[Records from an annotation dataset]
──────────

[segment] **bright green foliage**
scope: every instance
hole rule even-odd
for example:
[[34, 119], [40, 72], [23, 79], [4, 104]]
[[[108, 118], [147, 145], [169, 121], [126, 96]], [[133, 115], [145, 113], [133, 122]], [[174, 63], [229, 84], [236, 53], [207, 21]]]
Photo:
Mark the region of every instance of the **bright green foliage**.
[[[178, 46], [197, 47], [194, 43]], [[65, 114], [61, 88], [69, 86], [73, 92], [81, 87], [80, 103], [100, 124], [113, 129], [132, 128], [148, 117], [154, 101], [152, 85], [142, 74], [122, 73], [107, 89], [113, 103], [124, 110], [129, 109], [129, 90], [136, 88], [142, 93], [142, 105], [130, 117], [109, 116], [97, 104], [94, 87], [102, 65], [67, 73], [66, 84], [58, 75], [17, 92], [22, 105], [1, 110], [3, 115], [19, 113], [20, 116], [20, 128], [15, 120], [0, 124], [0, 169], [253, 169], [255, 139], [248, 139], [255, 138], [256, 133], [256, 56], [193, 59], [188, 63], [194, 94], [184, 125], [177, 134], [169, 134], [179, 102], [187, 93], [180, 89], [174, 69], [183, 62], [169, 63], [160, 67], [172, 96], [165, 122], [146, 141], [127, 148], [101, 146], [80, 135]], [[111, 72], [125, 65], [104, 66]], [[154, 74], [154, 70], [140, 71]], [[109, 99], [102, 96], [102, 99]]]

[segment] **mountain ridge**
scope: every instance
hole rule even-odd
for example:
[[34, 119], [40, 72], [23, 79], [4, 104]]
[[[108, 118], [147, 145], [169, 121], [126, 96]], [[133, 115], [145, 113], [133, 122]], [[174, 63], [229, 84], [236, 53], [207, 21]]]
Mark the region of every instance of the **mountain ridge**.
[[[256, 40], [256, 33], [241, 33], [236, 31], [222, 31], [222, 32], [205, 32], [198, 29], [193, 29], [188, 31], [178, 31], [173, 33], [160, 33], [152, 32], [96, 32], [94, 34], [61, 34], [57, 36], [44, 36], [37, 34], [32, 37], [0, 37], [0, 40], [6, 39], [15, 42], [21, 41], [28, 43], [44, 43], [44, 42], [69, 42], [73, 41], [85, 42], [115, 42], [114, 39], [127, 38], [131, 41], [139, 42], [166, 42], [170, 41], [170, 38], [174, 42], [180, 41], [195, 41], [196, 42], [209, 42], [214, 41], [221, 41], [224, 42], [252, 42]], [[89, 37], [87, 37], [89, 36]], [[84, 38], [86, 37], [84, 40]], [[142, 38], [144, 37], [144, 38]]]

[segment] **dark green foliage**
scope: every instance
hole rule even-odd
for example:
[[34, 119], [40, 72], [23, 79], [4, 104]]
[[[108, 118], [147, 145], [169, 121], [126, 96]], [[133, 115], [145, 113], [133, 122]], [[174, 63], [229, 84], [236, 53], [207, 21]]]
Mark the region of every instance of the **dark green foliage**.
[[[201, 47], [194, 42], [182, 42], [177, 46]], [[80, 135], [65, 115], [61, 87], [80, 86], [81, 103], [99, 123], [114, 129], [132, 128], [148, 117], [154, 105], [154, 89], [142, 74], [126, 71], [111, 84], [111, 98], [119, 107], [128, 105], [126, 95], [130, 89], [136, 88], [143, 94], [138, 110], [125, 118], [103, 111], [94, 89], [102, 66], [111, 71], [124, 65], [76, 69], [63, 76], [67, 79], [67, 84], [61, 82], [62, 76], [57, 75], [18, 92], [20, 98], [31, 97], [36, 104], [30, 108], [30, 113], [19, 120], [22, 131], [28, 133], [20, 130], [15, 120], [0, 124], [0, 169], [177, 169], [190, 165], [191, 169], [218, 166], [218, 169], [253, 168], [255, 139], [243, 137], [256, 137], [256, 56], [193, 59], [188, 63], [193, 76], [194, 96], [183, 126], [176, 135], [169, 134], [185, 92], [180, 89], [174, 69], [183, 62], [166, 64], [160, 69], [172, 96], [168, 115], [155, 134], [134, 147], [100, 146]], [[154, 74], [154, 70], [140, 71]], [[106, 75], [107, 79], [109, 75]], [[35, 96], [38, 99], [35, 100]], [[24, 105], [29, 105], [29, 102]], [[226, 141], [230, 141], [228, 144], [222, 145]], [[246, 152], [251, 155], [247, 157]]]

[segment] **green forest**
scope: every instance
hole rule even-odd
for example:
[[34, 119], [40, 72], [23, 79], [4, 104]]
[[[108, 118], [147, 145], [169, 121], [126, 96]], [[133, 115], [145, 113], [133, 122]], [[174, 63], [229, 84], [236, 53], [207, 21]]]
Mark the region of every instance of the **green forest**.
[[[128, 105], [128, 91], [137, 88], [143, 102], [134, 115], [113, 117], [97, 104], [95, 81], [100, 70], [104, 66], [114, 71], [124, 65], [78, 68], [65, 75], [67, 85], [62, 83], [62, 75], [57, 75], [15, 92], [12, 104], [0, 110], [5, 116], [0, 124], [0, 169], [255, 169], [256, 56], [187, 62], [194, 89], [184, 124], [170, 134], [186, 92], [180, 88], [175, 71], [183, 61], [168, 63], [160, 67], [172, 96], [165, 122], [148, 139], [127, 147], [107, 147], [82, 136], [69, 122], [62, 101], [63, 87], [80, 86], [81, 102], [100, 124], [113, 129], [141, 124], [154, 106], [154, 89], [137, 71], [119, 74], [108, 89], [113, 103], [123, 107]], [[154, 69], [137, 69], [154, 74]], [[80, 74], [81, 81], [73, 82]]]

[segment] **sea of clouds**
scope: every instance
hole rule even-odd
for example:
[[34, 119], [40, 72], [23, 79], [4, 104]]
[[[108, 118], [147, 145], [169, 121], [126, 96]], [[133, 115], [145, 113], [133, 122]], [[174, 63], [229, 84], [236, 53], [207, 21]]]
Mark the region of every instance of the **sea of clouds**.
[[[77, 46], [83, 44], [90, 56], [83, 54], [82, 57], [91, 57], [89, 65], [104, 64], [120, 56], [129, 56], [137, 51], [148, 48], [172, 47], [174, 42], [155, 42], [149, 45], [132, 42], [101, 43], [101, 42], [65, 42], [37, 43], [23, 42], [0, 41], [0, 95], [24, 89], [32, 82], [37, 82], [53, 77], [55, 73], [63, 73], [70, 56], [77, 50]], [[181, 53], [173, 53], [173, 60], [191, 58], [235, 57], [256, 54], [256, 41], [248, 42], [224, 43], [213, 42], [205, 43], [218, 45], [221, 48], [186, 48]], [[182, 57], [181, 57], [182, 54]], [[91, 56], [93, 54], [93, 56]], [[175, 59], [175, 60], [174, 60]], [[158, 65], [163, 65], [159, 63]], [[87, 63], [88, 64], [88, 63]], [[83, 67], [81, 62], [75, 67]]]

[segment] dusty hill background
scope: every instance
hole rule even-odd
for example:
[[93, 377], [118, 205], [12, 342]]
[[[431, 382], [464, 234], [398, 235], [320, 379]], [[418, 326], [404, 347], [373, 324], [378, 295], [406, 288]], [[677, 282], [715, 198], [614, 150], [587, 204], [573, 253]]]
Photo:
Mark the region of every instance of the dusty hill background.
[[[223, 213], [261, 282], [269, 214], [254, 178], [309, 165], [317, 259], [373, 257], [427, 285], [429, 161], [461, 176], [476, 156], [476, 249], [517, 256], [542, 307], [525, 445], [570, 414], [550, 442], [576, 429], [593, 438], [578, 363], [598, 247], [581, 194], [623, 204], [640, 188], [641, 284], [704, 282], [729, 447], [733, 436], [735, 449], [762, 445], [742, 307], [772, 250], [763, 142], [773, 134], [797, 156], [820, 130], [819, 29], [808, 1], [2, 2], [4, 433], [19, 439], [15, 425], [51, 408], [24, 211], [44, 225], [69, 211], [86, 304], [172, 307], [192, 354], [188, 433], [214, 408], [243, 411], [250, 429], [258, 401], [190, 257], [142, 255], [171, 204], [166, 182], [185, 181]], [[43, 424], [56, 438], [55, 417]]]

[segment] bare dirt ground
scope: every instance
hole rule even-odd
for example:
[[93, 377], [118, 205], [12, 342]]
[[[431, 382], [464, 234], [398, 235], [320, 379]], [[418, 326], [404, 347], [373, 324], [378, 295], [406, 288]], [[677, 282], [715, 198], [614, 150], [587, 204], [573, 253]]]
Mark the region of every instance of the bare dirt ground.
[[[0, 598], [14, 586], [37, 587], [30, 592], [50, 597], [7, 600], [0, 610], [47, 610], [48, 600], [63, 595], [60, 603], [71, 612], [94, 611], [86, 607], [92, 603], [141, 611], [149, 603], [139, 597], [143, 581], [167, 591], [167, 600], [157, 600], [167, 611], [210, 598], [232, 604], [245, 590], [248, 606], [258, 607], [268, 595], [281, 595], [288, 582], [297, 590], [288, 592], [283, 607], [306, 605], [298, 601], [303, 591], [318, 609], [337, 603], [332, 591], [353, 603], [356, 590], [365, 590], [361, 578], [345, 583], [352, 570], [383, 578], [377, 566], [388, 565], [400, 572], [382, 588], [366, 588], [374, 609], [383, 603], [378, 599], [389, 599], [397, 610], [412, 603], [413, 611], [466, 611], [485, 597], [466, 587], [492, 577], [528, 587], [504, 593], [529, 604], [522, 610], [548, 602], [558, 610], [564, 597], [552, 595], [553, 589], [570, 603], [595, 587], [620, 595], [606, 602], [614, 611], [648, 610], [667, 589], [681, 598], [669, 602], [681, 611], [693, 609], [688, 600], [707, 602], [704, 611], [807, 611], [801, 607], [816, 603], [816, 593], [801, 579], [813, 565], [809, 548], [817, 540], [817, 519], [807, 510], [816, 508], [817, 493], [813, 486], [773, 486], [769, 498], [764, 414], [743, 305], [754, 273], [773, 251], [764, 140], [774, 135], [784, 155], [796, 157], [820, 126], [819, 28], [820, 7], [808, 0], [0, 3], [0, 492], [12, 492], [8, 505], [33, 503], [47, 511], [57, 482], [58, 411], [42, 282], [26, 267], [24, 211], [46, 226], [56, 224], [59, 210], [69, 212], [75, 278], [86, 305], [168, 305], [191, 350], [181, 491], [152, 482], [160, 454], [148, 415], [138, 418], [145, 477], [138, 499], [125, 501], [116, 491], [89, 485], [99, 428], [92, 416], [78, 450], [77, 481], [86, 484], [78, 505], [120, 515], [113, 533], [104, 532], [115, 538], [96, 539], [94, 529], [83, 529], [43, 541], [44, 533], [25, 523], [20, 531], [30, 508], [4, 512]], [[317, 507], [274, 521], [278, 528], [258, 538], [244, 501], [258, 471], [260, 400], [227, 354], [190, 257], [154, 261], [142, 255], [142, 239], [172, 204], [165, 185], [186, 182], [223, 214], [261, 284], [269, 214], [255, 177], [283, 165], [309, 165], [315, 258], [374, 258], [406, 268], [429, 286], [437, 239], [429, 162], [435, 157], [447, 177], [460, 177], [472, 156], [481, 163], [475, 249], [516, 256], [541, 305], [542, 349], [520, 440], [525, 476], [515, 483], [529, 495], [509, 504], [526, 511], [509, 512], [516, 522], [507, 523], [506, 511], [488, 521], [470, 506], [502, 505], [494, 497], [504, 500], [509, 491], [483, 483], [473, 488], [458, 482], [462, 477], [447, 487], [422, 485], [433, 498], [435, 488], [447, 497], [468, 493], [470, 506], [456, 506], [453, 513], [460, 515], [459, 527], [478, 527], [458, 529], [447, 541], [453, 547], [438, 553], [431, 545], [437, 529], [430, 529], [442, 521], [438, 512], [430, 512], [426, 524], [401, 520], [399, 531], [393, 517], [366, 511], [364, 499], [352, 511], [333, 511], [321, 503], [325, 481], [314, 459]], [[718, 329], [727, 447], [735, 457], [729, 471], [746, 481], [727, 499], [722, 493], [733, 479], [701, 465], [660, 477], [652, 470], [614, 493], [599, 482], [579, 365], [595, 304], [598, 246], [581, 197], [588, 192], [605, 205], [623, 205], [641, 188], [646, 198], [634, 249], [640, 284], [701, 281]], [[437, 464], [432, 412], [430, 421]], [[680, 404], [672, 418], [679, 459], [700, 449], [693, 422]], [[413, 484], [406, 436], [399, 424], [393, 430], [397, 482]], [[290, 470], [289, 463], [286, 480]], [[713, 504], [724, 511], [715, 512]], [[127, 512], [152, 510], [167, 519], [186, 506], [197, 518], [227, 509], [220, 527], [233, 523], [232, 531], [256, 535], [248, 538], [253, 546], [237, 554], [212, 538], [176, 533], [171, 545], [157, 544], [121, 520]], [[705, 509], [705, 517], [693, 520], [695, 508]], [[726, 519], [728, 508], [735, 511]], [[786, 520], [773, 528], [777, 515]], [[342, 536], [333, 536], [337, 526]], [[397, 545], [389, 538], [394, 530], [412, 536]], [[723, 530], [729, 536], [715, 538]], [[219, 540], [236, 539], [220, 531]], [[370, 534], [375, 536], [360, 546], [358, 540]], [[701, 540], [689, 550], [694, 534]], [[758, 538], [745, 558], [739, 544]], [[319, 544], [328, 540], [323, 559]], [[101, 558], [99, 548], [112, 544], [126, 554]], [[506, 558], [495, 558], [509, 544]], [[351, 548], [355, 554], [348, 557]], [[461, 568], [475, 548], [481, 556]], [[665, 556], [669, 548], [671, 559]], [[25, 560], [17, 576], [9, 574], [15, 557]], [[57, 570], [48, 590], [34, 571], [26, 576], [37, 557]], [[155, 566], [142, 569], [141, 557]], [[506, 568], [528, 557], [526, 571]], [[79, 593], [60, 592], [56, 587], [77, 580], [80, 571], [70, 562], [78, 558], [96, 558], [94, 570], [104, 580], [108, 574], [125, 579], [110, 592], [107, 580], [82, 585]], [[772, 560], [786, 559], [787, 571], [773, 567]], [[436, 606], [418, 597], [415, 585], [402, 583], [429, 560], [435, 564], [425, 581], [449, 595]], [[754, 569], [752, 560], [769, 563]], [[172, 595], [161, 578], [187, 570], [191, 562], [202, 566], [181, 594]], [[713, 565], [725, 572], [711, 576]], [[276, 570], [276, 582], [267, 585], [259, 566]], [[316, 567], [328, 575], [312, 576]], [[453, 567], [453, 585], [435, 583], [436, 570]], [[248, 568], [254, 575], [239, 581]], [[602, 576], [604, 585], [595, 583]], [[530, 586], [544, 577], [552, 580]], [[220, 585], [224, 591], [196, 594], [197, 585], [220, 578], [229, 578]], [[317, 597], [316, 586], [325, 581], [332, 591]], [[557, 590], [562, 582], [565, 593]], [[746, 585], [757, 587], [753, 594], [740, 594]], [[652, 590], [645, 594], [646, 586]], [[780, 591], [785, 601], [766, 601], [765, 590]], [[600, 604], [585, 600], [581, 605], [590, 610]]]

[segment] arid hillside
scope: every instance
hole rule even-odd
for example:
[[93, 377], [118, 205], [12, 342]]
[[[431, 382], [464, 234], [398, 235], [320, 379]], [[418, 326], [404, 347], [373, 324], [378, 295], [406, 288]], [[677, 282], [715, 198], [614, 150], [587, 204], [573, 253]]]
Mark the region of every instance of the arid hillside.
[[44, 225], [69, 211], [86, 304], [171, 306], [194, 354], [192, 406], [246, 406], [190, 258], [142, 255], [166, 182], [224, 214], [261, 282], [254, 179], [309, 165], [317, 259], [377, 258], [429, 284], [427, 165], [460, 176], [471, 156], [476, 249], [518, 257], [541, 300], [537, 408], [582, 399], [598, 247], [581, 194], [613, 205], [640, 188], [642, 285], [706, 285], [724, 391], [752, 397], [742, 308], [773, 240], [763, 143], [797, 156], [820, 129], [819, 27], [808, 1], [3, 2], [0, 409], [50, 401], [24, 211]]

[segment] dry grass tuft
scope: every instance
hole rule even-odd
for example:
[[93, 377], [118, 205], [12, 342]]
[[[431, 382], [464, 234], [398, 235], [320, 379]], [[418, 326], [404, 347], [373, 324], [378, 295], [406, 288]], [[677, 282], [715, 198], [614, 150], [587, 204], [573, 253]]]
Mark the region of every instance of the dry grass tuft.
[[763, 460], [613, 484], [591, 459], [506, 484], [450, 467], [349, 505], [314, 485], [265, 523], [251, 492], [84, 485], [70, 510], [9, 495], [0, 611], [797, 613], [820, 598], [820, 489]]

──────────

▸ **PROBLEM TO SOLVE**:
Rewrite the data from its start through the line containing "96], [102, 99]]]", adding 14 to every coordinate in the answer outlines. Leave every other line, including the sample coordinates, unchanged.

▸ **WORKED SOLUTION**:
[segment] **bright green foliage**
scope: every instance
hole rule even-odd
for example:
[[34, 119], [40, 72], [23, 79], [4, 104]]
[[[108, 118], [147, 145], [169, 121], [126, 96]], [[133, 115], [145, 113], [133, 122]], [[174, 63], [229, 84], [236, 53], [207, 21]]]
Photo:
Mark the region of every instance of the **bright green foliage**.
[[[192, 60], [211, 61], [208, 57]], [[79, 128], [75, 102], [83, 100], [87, 106], [95, 101], [94, 117], [114, 138], [127, 143], [146, 142], [162, 131], [168, 115], [166, 99], [156, 88], [136, 87], [121, 103], [127, 117], [138, 124], [143, 123], [143, 104], [150, 102], [156, 107], [156, 119], [144, 131], [123, 130], [111, 118], [108, 101], [116, 79], [81, 87], [80, 98], [72, 89], [31, 106], [36, 119], [15, 124], [17, 129], [33, 127], [34, 130], [34, 142], [29, 134], [14, 138], [14, 183], [267, 183], [269, 153], [262, 153], [269, 152], [270, 147], [270, 70], [207, 73], [202, 77], [208, 108], [198, 139], [191, 148], [183, 148], [193, 116], [201, 107], [194, 103], [188, 83], [197, 76], [183, 77], [174, 81], [186, 110], [179, 136], [160, 155], [141, 162], [115, 160], [94, 149]], [[125, 86], [139, 79], [118, 80]], [[168, 88], [168, 84], [154, 85]], [[123, 113], [116, 110], [116, 113]]]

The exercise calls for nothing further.